■ HOW TO COMPLETE THIS TASK
Your task is to retype, word for word, the lines from the start of the data through the line holding "Might you point out the bird silhouette". Do not include the pictures.

■ DATA TO USE
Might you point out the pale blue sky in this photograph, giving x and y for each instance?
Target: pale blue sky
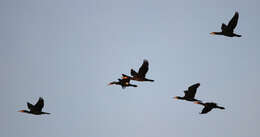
(68, 51)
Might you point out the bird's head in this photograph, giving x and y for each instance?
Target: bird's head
(213, 33)
(24, 111)
(176, 97)
(197, 102)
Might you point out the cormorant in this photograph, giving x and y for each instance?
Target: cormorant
(125, 82)
(208, 106)
(228, 30)
(140, 76)
(190, 93)
(35, 109)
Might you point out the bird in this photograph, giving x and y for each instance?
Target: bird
(125, 82)
(208, 106)
(35, 109)
(140, 75)
(228, 30)
(190, 93)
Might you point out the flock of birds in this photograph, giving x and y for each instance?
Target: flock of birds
(189, 95)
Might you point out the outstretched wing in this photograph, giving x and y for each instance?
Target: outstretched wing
(192, 90)
(233, 22)
(144, 68)
(39, 105)
(206, 109)
(29, 105)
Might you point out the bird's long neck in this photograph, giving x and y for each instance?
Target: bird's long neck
(149, 80)
(237, 35)
(45, 113)
(220, 107)
(24, 111)
(216, 33)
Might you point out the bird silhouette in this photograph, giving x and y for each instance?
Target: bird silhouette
(35, 109)
(208, 106)
(228, 30)
(140, 75)
(190, 93)
(125, 82)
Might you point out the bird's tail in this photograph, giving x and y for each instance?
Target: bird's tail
(220, 107)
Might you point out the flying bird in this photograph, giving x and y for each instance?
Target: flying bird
(190, 93)
(125, 82)
(228, 30)
(140, 75)
(35, 109)
(208, 106)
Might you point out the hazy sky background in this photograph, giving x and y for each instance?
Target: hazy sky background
(68, 51)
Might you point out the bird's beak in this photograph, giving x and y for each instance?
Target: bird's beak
(196, 102)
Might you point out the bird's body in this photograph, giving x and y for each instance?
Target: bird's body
(140, 75)
(190, 93)
(35, 109)
(208, 106)
(123, 82)
(228, 30)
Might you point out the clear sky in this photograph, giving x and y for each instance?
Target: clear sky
(68, 51)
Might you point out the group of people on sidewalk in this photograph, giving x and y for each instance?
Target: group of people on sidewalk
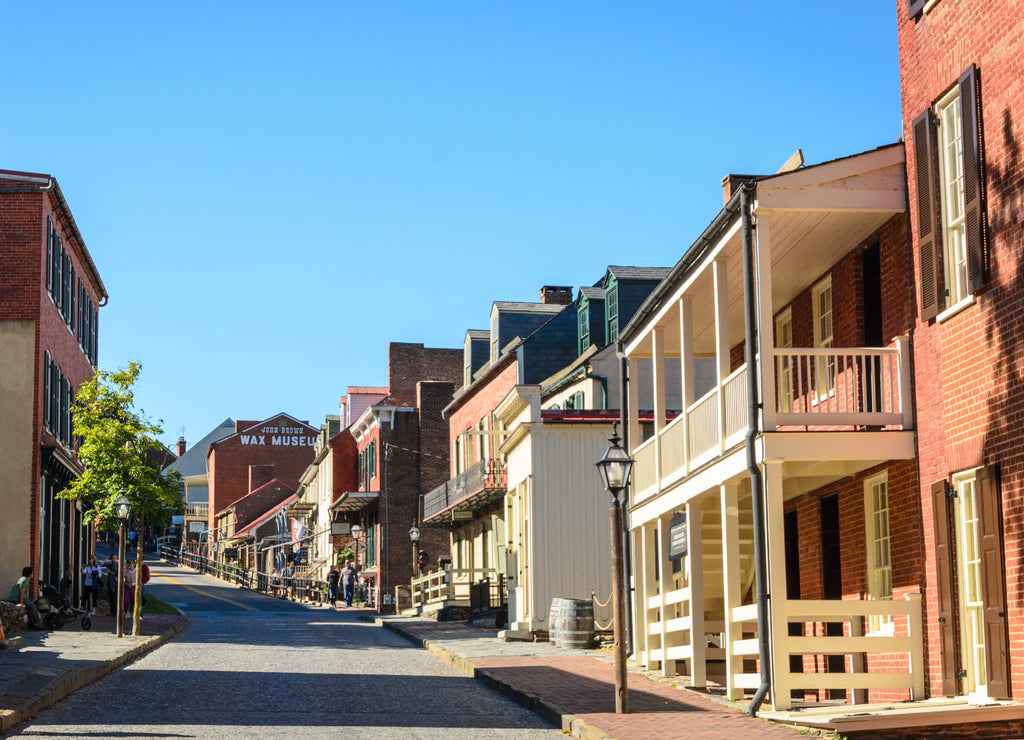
(92, 583)
(346, 577)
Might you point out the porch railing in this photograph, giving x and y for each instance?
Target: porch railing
(455, 586)
(485, 475)
(817, 389)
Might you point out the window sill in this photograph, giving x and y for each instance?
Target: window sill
(954, 309)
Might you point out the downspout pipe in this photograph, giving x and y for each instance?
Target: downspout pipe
(757, 482)
(627, 550)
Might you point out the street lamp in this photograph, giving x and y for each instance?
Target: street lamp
(356, 530)
(614, 468)
(122, 506)
(414, 534)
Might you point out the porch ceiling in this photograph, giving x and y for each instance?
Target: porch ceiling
(811, 219)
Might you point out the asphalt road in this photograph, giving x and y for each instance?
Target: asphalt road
(252, 666)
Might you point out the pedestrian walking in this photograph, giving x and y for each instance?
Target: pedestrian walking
(19, 596)
(92, 579)
(348, 576)
(332, 584)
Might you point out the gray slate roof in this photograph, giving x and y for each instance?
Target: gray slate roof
(193, 463)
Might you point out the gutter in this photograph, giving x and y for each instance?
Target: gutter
(757, 483)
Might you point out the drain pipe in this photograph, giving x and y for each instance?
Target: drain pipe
(757, 483)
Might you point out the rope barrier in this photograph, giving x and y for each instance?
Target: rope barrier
(594, 598)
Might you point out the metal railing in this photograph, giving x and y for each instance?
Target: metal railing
(294, 589)
(485, 475)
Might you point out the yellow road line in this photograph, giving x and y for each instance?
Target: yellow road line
(210, 596)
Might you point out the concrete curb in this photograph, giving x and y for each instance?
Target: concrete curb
(79, 679)
(547, 709)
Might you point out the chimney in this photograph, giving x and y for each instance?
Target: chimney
(259, 475)
(731, 183)
(558, 295)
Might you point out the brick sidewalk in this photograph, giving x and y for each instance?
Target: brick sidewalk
(577, 691)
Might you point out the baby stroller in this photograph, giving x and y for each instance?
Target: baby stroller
(61, 609)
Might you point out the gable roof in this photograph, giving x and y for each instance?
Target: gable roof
(193, 463)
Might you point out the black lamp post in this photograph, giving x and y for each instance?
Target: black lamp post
(356, 530)
(614, 468)
(122, 506)
(414, 534)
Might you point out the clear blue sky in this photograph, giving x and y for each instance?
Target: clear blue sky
(272, 194)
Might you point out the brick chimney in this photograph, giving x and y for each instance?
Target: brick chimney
(259, 475)
(558, 295)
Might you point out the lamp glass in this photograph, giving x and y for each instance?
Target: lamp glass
(615, 466)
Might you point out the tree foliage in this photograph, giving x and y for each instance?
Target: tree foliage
(121, 452)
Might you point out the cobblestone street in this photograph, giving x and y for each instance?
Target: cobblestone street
(251, 666)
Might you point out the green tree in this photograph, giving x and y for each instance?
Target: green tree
(120, 450)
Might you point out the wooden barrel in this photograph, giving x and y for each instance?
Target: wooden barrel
(572, 622)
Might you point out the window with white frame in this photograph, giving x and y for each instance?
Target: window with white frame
(950, 161)
(880, 571)
(825, 364)
(949, 180)
(783, 368)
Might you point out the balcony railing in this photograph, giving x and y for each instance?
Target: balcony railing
(815, 389)
(485, 475)
(479, 589)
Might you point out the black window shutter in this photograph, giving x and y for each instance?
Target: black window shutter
(974, 186)
(72, 304)
(46, 388)
(49, 255)
(927, 243)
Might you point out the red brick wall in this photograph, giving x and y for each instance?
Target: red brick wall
(968, 378)
(229, 461)
(477, 403)
(906, 550)
(24, 297)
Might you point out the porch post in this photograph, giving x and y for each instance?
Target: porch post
(686, 371)
(766, 321)
(730, 585)
(646, 588)
(778, 603)
(666, 579)
(694, 562)
(722, 348)
(657, 386)
(633, 420)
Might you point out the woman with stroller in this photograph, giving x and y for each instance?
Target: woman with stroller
(92, 580)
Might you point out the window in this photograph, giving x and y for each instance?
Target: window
(880, 572)
(611, 310)
(783, 369)
(824, 365)
(951, 221)
(495, 324)
(584, 325)
(70, 294)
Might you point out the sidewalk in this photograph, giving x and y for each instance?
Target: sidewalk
(49, 665)
(574, 689)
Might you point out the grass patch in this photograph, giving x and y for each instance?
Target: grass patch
(157, 606)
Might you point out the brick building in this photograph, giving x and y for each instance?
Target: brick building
(401, 450)
(50, 294)
(798, 290)
(280, 447)
(962, 75)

■ REPLY TO THE TASK
Might you point out the pale blue sky in this photograph, giving x and y for each instance?
Target: pale blue sky
(68, 51)
Might you point out the bird's head in this photograph, giving x and y for each instance?
Target: bird's head
(213, 33)
(24, 111)
(176, 97)
(197, 102)
Might you point out the cormorant in this photograph, giving x and y for each instance?
Target: cormorant
(125, 82)
(208, 106)
(228, 30)
(140, 76)
(190, 93)
(35, 109)
Might you point out the bird in this photograph, giving x and y for each instance?
Target: bird
(125, 82)
(208, 106)
(35, 109)
(140, 75)
(228, 30)
(190, 93)
Might you point out the flock of birds in this photograph, giving x and y for each instance?
Target: flock of birds
(189, 95)
Might you point out the outstretched wing in this photograph, giving x and y for each instance?
Target: outstretched wing
(192, 90)
(233, 22)
(144, 68)
(39, 105)
(206, 109)
(29, 105)
Might you point out the bird's long neck in this photograph, giving x and y for each instance?
Target: bird's long neck
(149, 80)
(237, 35)
(45, 113)
(220, 107)
(24, 111)
(216, 33)
Might you point out the bird silhouette in this photograph, giving x and y for each instance?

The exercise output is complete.